Material provided:

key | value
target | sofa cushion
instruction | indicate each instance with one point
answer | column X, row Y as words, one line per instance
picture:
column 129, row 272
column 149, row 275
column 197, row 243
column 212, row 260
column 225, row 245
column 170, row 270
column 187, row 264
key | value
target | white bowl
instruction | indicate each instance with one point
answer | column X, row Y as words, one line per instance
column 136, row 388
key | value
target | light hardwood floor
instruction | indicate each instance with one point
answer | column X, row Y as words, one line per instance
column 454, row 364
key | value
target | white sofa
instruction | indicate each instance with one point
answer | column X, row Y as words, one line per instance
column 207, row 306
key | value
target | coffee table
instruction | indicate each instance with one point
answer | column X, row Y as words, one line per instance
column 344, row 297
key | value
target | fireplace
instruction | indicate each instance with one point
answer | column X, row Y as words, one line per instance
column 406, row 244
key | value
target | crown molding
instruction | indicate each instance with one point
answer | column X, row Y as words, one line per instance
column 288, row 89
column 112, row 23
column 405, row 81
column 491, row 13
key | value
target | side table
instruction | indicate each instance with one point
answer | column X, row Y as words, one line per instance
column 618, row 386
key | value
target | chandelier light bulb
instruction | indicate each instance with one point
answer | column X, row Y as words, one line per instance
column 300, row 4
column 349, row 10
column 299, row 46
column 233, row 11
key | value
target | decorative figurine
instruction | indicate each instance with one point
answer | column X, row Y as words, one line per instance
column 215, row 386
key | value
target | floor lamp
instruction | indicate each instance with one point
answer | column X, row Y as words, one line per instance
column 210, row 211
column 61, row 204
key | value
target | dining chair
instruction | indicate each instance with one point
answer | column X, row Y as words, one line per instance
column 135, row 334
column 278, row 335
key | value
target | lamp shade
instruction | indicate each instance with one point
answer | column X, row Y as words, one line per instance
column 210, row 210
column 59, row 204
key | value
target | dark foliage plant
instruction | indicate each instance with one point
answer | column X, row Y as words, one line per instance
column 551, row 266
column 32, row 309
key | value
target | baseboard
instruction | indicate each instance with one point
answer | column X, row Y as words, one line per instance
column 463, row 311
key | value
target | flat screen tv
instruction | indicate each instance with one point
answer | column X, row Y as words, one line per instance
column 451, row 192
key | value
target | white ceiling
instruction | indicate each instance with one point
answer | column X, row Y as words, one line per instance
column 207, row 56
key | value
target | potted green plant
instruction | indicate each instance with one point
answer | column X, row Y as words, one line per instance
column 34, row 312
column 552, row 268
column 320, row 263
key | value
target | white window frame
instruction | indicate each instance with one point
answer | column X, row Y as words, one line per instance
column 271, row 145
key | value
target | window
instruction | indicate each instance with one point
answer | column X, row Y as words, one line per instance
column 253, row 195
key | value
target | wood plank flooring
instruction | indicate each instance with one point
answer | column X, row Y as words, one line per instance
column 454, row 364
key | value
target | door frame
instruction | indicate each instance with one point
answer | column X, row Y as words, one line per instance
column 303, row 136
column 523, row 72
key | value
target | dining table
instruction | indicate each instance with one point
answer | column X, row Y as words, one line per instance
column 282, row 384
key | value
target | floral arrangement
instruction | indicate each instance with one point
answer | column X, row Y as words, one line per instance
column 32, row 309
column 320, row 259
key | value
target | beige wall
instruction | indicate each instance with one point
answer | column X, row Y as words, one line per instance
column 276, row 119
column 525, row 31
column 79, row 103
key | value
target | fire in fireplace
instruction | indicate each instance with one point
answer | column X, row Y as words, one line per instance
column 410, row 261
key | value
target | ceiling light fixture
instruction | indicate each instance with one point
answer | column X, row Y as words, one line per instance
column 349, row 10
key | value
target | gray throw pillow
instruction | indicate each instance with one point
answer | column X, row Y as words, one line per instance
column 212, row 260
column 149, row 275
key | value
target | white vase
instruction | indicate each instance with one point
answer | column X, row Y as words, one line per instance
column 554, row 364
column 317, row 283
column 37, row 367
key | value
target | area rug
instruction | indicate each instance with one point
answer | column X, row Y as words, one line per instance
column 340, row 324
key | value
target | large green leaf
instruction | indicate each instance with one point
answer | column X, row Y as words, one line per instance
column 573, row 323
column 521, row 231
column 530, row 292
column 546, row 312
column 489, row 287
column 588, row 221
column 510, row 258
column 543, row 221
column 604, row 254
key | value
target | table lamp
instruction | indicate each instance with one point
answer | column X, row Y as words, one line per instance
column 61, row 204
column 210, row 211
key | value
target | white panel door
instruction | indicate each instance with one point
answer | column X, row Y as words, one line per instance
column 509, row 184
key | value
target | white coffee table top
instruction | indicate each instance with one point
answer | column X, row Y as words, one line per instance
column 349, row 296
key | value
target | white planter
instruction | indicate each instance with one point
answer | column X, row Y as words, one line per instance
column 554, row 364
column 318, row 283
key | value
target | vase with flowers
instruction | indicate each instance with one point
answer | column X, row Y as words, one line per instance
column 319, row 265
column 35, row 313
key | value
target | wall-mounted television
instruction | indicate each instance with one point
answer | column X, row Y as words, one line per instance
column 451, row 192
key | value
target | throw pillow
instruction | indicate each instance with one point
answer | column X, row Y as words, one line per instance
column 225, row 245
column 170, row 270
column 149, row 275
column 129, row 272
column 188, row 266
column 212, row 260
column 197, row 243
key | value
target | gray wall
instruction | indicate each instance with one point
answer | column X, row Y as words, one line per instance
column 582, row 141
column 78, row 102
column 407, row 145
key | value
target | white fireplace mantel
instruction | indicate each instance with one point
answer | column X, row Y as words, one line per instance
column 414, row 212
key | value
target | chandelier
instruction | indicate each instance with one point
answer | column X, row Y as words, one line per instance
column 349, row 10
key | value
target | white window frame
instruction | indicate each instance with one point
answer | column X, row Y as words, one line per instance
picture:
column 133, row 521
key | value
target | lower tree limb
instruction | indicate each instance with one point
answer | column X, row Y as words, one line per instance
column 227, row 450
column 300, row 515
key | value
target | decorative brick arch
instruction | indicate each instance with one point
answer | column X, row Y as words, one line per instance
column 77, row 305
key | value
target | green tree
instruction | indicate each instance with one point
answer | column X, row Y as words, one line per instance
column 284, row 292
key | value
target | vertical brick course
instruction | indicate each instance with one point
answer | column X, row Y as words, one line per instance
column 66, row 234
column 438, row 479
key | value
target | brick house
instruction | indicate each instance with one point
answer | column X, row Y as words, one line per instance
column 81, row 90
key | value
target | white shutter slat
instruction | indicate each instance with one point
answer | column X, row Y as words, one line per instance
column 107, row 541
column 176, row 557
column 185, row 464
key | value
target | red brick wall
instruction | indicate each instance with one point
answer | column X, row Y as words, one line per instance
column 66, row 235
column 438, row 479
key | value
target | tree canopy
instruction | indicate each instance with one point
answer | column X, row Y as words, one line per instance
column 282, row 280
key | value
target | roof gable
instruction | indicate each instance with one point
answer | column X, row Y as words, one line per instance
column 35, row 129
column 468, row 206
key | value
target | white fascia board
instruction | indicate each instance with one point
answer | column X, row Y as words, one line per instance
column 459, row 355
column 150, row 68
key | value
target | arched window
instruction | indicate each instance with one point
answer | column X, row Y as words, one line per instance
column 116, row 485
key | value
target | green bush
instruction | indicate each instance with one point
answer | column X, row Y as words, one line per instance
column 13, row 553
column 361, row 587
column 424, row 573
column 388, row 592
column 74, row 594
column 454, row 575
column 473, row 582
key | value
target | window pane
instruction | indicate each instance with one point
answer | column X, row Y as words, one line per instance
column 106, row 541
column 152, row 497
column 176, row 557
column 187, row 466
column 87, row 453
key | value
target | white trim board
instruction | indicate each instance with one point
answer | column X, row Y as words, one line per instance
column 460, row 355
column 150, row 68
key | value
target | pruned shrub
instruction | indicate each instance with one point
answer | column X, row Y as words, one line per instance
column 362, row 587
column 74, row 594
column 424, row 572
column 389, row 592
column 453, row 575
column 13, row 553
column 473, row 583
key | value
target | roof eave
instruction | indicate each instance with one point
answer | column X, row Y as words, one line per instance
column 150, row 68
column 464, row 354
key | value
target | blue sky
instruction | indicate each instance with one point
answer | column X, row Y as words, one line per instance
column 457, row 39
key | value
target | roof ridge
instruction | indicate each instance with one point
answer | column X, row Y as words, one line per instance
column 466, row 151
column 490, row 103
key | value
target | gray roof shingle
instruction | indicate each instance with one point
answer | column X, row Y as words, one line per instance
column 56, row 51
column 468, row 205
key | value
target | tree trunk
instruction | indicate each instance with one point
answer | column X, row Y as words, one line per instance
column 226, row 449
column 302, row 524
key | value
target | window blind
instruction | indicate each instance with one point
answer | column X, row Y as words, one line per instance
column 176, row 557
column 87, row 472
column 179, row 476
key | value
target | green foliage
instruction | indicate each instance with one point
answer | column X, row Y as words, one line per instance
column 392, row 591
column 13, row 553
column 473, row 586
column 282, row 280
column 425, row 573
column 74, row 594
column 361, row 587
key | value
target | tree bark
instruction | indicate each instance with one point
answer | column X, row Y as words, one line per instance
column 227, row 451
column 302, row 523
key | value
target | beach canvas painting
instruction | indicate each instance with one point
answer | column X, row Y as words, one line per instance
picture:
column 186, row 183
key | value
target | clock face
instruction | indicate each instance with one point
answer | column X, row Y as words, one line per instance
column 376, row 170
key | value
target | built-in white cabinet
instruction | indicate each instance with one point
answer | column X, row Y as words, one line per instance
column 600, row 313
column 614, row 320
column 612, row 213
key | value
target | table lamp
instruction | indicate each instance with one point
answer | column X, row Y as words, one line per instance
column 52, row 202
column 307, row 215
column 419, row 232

Aim of the task: Repeat only the lines above, from the first line of the entries through the line that contains "target | light hardwood floor", including both ends.

Answer to the exercise:
key | value
target | sofa cushion
instruction | indicate each instance with one point
answer | column X, row Y as words, one line per instance
picture:
column 129, row 272
column 149, row 275
column 197, row 243
column 212, row 260
column 225, row 245
column 170, row 270
column 187, row 264
key | value
target | white bowl
instruction | indicate each instance with one point
answer | column X, row Y as words, one line per instance
column 136, row 388
key | value
target | light hardwood floor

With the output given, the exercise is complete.